Start of Supplied data

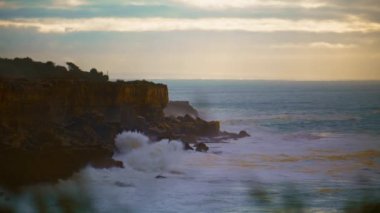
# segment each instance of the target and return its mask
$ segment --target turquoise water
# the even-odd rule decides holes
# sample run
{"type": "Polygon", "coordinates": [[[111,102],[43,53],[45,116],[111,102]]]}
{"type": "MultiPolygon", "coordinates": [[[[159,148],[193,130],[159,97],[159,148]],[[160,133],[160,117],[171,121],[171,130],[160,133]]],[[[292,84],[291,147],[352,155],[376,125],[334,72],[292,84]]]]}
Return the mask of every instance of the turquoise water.
{"type": "Polygon", "coordinates": [[[161,82],[171,100],[189,100],[203,118],[251,137],[199,153],[124,132],[116,145],[125,152],[114,159],[125,168],[88,166],[23,193],[0,189],[0,207],[38,212],[45,202],[48,212],[61,212],[60,197],[68,196],[87,212],[379,210],[380,82],[161,82]]]}
{"type": "Polygon", "coordinates": [[[280,132],[380,134],[380,82],[170,80],[171,100],[189,100],[217,120],[280,132]]]}

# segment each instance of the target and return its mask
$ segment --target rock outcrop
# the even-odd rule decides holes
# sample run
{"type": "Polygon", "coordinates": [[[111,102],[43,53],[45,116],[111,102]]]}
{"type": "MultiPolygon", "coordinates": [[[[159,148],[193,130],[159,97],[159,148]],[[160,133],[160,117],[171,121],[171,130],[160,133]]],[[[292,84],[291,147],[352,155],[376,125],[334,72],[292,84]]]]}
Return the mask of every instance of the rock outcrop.
{"type": "MultiPolygon", "coordinates": [[[[182,116],[164,116],[168,88],[147,81],[108,81],[92,69],[52,62],[0,59],[0,185],[55,181],[87,164],[119,167],[112,159],[123,130],[152,141],[176,139],[184,148],[207,151],[207,141],[244,137],[220,132],[218,121],[197,117],[188,102],[182,116]]],[[[177,103],[178,104],[178,103],[177,103]]]]}
{"type": "Polygon", "coordinates": [[[169,101],[164,108],[165,116],[185,116],[190,115],[194,118],[199,117],[198,111],[190,105],[188,101],[169,101]]]}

End of Supplied data

▶ [Problem description] Retype each entry precisely. Skip images entirely.

▶ [Response]
# segment each instance of the target and return its mask
$ segment --target turquoise water
# the even-odd rule decides holes
# sample run
{"type": "Polygon", "coordinates": [[[111,102],[43,53],[45,116],[111,102]]]}
{"type": "MultiPolygon", "coordinates": [[[[159,148],[193,130],[159,97],[159,148]],[[160,133],[160,117],[171,121],[171,130],[160,133]]],[[[292,84],[291,147],[352,155],[376,125],[334,72],[292,84]]]]}
Return the mask of every instance of the turquoise water.
{"type": "Polygon", "coordinates": [[[161,82],[171,100],[189,100],[203,118],[251,137],[199,153],[124,132],[116,145],[125,152],[114,159],[125,168],[88,166],[23,193],[0,189],[0,207],[38,212],[45,202],[48,212],[61,212],[60,197],[68,196],[87,212],[379,210],[380,82],[161,82]]]}
{"type": "Polygon", "coordinates": [[[280,132],[380,134],[380,82],[170,80],[171,100],[189,100],[217,120],[280,132]]]}

# segment each instance of the target and return its mask
$ segment --target rock outcrop
# the even-odd rule decides holes
# sample run
{"type": "Polygon", "coordinates": [[[111,102],[43,53],[45,116],[111,102]]]}
{"type": "MultiPolygon", "coordinates": [[[[159,148],[193,130],[159,97],[159,148]],[[160,133],[160,117],[171,121],[171,130],[160,133]]],[[[292,84],[291,147],[352,155],[376,125],[334,72],[292,84]]]]}
Return the mask of every instance of the rock outcrop.
{"type": "MultiPolygon", "coordinates": [[[[182,116],[164,116],[168,88],[147,81],[108,81],[92,69],[52,62],[0,59],[0,185],[55,181],[87,164],[119,167],[112,159],[123,130],[152,141],[176,139],[184,148],[207,151],[207,141],[244,137],[220,132],[218,121],[197,117],[188,102],[182,116]]],[[[177,103],[178,104],[178,103],[177,103]]]]}
{"type": "Polygon", "coordinates": [[[169,101],[164,108],[165,116],[185,116],[190,115],[194,118],[199,117],[198,111],[190,105],[188,101],[169,101]]]}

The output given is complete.